══ EXTRACT TO READ

If you are feeling a bit mopey just remember the following:
January is always crap.
Around the 19th is documented as the worst day of the year – lots of people who are paid monthly are skint, and January is a long old month to be skint. We barely move above 8 hours of daylight. The odds are stacked against us.
Layer a pandemic on top of that and a lockdown to boot and it puts it all into context. The days are getting longer, the temperature is getting warmer, and the case rate is coming down (with death rate and hospitalisation to follow within 7-10 days).
More significant news that everyone will have been offered the vaccine by the end of June. Good news so far, and no mandatory vaccinations. A moment to tip the hat to the vaccine delivery process – despite the press trying to poke holes in it at every opportunity (“they are wasting the vaccine!” – yes, only when people don’t turn up to appointments!!!). Superb so far and it is sad to take a pandemic to find a situation where the UK can lead the world, but there have been some brilliant moments in the face of adversity.
Unfortunately we are also leading the world (or nearly) in deaths per 1m of population due to Covid. Worse than the USA. That’s horrific and the vaccine rollout will change that I think, but with deaths likely to hit 90k today on the published figure, there will be questions to answer for at least a generation.
The press is also on the case of the housing market…..with regular headlines telling us that the stamp holiday will NOT be extended. The language still seems to avoid any word of a reform. I imagine with the leak around stamp last time Rishi has learned a lesson and the team are instructed to remain incredibly tight lipped.
The other piece that’s attracted some noise this week particularly in the London media is the flat market and cladding/EWS1 forms. This story will run for years due to lack of action and the bill – already up from 6bn to 15bn – will end up much higher no doubt. These things always follow a typical pattern.
There’s also been multiple bits of chatter around a stronger lockdown and nurseries closing, alongside agents closing. With the case rates dropping as they have for the last several days, my view is that the government will hold on and not change anything more. Scotland have tightened things as of yesterday but are following what they’ve done all the way through and be stricter than the other devolved nations.

════

- _WORK INSTRUCTIONS_
A) According to the post about January and lockdown, by when will everyone have been offered the vaccine?
B) Write the next paragraph of the post about January and lockdown, following on from its final sentence.

══ SUPPLIED RECORDS

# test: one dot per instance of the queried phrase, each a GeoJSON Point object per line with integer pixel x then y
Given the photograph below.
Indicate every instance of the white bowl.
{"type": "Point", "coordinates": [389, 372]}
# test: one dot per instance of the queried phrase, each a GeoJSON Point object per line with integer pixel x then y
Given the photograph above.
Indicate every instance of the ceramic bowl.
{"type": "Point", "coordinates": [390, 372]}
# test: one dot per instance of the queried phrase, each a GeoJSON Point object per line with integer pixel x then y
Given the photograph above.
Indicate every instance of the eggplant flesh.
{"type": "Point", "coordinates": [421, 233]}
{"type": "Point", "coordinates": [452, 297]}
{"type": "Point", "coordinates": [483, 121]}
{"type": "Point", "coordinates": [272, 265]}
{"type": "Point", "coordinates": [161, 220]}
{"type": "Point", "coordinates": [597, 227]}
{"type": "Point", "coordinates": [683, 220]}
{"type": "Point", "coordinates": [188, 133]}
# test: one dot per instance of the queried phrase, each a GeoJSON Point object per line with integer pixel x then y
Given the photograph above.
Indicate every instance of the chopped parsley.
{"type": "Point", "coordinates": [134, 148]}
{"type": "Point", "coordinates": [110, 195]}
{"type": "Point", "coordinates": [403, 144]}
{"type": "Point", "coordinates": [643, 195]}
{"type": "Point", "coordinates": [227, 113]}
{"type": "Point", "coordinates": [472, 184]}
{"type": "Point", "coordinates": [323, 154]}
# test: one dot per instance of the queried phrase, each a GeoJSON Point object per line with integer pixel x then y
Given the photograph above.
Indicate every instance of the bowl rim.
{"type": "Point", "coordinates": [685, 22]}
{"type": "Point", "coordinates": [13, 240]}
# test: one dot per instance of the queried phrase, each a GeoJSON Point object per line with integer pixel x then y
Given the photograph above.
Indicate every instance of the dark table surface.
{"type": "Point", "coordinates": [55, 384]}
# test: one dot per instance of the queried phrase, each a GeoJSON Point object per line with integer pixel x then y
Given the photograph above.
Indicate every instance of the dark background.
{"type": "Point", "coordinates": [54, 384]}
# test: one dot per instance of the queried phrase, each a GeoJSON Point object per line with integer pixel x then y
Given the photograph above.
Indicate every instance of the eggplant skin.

════

- _RESULTS FOR EACH TASK_
A) By the end of June.

B)
Headlines around price movement are mixed. The usual crash predictions from the usual places. Some more technical and realistic analysis in the more cultured media e.g. the FT. Sideways has been my prediction with some ups and downs and that’s still where I am at. Remember inflation has been low for the past 12 months and wage inflation has still been healthy (this is vastly underreported) with it still being at nearly 3% YOY in December. So there’s some underlying fundamentals going OK for housing. I’m going to go on record and say that the end of furlough – however it comes, no doubt tapered by a job support scheme of some kind – will not lead to a particular issue for the housing market but it comes at a bad time because April will look quiet on any metrics because of the end of the stamp holiday – and that will go into May as well. Early May might see some decent opportunities for purchasers and will almost certainly be a buyers market.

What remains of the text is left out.